### What to produce
Pick out each line in the records below that contains the string "glowing" and copy it, treating uppercase and lowercase as distinct.
-------- Information shown
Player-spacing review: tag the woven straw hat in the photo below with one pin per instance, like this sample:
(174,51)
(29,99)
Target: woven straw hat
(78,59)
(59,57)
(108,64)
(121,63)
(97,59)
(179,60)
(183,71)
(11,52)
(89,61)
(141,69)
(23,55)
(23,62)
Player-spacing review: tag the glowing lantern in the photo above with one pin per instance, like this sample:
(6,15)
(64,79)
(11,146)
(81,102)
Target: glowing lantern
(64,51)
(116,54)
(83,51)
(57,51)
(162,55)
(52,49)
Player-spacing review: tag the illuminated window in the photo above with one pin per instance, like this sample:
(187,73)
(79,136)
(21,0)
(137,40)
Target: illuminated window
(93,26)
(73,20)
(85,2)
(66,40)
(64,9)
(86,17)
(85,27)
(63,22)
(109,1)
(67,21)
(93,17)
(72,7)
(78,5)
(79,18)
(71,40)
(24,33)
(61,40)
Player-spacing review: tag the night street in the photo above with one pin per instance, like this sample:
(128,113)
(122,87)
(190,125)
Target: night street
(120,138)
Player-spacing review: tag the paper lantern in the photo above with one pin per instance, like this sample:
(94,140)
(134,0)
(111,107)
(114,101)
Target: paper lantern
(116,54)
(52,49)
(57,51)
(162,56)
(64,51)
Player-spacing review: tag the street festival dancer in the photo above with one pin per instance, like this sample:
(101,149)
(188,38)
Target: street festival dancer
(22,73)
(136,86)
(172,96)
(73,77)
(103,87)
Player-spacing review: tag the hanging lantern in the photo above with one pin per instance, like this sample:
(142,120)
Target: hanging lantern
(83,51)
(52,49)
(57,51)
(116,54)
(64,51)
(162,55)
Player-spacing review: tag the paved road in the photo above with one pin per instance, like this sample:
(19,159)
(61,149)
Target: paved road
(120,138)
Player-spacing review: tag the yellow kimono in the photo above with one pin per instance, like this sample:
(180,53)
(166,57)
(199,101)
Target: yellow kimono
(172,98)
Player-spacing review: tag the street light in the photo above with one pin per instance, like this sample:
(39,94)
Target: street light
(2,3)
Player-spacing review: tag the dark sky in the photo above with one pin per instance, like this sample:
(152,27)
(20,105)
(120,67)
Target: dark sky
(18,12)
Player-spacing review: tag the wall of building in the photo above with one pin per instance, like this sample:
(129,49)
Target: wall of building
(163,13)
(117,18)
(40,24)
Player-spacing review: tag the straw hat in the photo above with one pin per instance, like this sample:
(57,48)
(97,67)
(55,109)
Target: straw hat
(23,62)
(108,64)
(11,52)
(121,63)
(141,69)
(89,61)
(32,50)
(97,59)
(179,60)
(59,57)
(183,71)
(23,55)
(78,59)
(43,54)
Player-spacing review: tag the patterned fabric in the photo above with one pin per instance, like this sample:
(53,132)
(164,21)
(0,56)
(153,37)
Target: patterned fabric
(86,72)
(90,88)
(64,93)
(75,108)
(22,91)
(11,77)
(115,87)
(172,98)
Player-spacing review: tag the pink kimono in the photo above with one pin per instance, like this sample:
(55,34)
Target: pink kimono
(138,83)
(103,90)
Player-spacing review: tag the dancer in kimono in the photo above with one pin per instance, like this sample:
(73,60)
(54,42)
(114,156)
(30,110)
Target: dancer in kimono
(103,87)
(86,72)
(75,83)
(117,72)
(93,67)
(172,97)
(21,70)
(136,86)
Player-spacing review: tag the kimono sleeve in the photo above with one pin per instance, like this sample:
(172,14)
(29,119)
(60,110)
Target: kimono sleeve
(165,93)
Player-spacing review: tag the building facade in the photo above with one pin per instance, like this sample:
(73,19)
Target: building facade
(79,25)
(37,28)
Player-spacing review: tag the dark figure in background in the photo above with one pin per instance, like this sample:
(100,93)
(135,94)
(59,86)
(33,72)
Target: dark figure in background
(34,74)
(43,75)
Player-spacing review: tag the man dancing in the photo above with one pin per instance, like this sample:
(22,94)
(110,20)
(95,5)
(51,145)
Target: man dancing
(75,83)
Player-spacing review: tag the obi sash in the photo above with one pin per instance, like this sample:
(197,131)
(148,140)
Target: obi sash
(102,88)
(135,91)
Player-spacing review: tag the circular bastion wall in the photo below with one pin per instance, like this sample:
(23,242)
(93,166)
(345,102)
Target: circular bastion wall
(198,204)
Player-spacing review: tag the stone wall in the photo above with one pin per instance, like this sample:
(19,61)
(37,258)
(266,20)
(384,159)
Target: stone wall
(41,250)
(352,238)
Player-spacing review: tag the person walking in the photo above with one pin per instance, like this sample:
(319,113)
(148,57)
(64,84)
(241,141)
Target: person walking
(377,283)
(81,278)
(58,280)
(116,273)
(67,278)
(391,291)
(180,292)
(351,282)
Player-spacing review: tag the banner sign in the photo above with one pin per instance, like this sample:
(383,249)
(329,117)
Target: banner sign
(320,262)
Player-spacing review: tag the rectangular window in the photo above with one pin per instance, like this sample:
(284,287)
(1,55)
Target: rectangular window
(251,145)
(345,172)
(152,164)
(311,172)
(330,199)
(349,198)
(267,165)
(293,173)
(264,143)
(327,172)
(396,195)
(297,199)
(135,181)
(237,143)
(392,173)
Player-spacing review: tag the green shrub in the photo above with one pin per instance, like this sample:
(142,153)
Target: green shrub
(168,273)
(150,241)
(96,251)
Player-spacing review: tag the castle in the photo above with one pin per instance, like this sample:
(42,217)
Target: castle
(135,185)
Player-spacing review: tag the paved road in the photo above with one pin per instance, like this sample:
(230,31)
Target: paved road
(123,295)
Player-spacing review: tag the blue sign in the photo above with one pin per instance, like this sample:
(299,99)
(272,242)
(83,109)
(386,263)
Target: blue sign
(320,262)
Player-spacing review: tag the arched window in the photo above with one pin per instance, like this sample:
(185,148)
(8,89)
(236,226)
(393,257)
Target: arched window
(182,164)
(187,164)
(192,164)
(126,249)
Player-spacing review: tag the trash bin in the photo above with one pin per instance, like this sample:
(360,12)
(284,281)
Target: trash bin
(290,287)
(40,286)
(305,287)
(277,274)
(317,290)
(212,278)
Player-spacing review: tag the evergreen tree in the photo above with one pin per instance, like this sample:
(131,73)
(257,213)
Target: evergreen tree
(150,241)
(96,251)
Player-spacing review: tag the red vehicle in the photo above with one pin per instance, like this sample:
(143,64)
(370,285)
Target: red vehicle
----------------
-------- Information shown
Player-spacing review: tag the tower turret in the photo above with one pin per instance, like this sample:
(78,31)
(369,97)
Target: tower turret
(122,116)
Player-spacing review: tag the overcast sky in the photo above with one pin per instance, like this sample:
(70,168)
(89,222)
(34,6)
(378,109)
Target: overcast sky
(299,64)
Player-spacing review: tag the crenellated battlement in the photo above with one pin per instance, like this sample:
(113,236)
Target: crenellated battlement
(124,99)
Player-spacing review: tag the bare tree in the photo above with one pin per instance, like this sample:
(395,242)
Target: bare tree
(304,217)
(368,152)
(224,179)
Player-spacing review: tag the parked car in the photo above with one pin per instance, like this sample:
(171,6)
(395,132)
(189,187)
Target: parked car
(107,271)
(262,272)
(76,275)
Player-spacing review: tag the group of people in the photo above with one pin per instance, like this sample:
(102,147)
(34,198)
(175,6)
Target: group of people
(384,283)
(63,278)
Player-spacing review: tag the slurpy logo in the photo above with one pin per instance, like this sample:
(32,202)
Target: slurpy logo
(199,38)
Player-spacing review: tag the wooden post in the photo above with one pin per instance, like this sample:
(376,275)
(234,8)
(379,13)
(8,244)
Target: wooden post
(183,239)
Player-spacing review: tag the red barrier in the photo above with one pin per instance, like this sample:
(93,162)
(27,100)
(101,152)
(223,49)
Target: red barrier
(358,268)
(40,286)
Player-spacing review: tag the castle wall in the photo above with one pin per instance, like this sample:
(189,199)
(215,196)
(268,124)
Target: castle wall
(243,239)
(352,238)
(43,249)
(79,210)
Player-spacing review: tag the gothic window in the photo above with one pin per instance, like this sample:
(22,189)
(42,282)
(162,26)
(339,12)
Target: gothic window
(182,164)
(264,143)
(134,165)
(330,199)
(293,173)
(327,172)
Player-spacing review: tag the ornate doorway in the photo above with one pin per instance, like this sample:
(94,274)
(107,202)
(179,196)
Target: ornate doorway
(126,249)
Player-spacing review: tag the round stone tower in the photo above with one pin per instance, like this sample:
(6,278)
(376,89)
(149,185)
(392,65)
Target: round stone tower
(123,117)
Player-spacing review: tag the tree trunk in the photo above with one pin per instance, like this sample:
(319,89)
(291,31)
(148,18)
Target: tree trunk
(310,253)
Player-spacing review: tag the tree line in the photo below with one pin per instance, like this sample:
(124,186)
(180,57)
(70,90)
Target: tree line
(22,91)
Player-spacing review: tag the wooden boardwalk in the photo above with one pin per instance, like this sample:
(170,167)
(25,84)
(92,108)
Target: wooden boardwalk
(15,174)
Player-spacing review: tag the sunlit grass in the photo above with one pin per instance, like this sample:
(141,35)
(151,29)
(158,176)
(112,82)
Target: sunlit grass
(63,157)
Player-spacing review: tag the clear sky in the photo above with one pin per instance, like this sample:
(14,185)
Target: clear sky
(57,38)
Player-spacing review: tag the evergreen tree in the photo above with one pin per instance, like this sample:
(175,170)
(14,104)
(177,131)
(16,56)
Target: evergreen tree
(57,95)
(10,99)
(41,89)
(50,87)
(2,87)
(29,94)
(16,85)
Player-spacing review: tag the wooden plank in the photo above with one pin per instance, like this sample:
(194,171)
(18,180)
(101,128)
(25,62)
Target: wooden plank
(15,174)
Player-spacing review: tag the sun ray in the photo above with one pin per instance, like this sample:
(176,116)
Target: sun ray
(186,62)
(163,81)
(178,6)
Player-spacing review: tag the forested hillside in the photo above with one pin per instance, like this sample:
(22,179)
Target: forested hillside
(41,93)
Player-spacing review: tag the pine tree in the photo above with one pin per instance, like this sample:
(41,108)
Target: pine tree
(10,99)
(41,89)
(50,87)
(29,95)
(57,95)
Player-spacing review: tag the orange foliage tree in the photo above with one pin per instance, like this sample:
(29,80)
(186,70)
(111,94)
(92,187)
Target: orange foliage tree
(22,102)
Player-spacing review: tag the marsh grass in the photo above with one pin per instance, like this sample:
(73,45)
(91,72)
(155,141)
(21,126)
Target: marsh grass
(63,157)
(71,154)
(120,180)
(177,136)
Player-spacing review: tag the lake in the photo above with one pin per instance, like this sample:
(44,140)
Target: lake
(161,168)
----------------
### Answer
Player-spacing review: tag the glowing lantern in the photo above with one pin per instance, like this sample:
Target: glowing lantern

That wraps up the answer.